*Records for the exercise*:
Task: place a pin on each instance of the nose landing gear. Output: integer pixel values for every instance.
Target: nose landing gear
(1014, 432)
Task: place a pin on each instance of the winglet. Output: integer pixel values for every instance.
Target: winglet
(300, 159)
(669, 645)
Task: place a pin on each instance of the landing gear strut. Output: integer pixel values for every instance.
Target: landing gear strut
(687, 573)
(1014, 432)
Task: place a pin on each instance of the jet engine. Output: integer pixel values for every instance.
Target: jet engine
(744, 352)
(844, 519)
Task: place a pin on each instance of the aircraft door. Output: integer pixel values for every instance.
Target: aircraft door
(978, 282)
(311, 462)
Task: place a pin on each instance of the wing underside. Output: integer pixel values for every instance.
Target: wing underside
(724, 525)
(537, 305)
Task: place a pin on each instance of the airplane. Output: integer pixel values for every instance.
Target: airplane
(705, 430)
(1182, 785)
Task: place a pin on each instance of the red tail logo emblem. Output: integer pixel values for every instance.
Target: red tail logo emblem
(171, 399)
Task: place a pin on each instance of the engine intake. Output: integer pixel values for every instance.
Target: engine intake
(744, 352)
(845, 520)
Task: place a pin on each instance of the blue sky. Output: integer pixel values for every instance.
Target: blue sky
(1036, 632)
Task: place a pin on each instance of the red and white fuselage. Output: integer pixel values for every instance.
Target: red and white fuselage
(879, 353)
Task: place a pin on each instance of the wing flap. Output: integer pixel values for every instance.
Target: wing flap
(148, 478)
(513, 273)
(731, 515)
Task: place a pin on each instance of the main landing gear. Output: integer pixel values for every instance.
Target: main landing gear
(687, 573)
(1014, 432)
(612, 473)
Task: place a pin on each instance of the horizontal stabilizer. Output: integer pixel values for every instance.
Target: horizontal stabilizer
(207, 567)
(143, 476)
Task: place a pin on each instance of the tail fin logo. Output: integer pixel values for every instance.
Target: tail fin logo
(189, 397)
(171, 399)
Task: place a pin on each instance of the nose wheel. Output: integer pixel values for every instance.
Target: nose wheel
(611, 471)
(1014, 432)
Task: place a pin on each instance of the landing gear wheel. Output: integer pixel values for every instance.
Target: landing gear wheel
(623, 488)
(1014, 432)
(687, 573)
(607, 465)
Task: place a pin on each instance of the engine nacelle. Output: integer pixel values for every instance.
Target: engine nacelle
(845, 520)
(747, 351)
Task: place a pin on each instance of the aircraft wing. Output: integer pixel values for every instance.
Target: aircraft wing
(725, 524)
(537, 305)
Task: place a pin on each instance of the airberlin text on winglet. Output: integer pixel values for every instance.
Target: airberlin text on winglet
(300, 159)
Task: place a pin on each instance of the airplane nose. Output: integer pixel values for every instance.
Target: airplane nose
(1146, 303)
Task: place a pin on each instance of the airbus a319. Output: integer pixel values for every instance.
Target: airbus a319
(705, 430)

*Problem*: Every entry above needs to be duplicated exactly.

*Your response*:
Task: place a pin on each instance of the nose landing gear. Output: integer pixel values for every instance.
Target: nose landing gear
(1014, 432)
Task: place a pin on each instance of the winglet. Output: integer pixel values for every instance.
Target: winglet
(300, 159)
(669, 645)
Task: place a pin on each instance of the landing gear strut. Output: integer pixel values for every instance.
Target: landing gear strut
(687, 573)
(1014, 432)
Task: place a pin on each instance of the jet engine. Output: integer pixel values for every instance.
Target: jet engine
(744, 352)
(844, 519)
Task: place a pin on each instance of the aircraft door. Output: integer pixel values for every instance.
Target: aircraft door
(978, 282)
(311, 462)
Task: place a pin on each instance of the wing underside. Output: integer pixel values for every instance.
Target: wing underside
(724, 525)
(537, 305)
Task: place a pin on each instance of the airplane. Output: integer pixel values for every instance.
Target: airplane
(705, 430)
(1182, 785)
Task: place a pin on each instance of the red tail logo emblem. Output: integer pixel values for every instance.
Target: red tail logo emblem
(171, 399)
Task: place a pin on each instance of the engine intake. Output: integer pixel values for every instance.
Target: engine intake
(744, 352)
(845, 520)
Task: place a pin on each instance of the blue sky. Output: integer pixel values for every instance.
Target: blue sky
(1036, 632)
Task: place a pin on each instance of the red and white fuselage. Output: integer pixel values for every instance.
Target: red and white fuselage
(879, 353)
Task: place a pin on each instance of the wing flap. Output: integer pixel values for every instance.
Target: wing flap
(148, 478)
(513, 273)
(731, 515)
Task: place a pin on each instance of the main landing gear. Output: integer pixel values for every instance.
Target: main landing gear
(687, 573)
(1014, 432)
(612, 473)
Task: place a pin on each instance of the horizontal stabilizer. Output: integer pixel values for every instance.
Target: horizontal stabilizer
(207, 567)
(143, 476)
Task: place a pin on each instance of the tail fin logo. Output: integer pixel values for every instance.
Target: tail fin logo
(189, 397)
(171, 399)
Task: place a pin on each instance of the nose wheel. Output: integer pixel values for every instance.
Target: nose wheel
(611, 471)
(1014, 432)
Task: place a pin on each instance of the landing gear wheel. Output: integer pixel values for every instance.
Target: landing gear wheel
(623, 488)
(1014, 432)
(687, 573)
(607, 465)
Task: place a pin on each instance of the engine nacelle. Output: integer pixel values for every instance.
Target: engine nacelle
(845, 520)
(747, 351)
Task: place a pin on each instance of the aircraft wing. Output: integer pixel values for every instance.
Target: aircraft wing
(725, 524)
(537, 305)
Task: place a pin on each instance of the airberlin text on winglet. Output: integer pixel values for every instance.
Target: airberlin text on winglet
(300, 159)
Task: place a pin on each instance of the airplane nose. Output: integer pixel values for every instance.
Target: airplane nose
(1146, 303)
Task: place a pin on each instance of the airbus a319. Output: integer pixel values for every instance.
Target: airbus a319
(705, 430)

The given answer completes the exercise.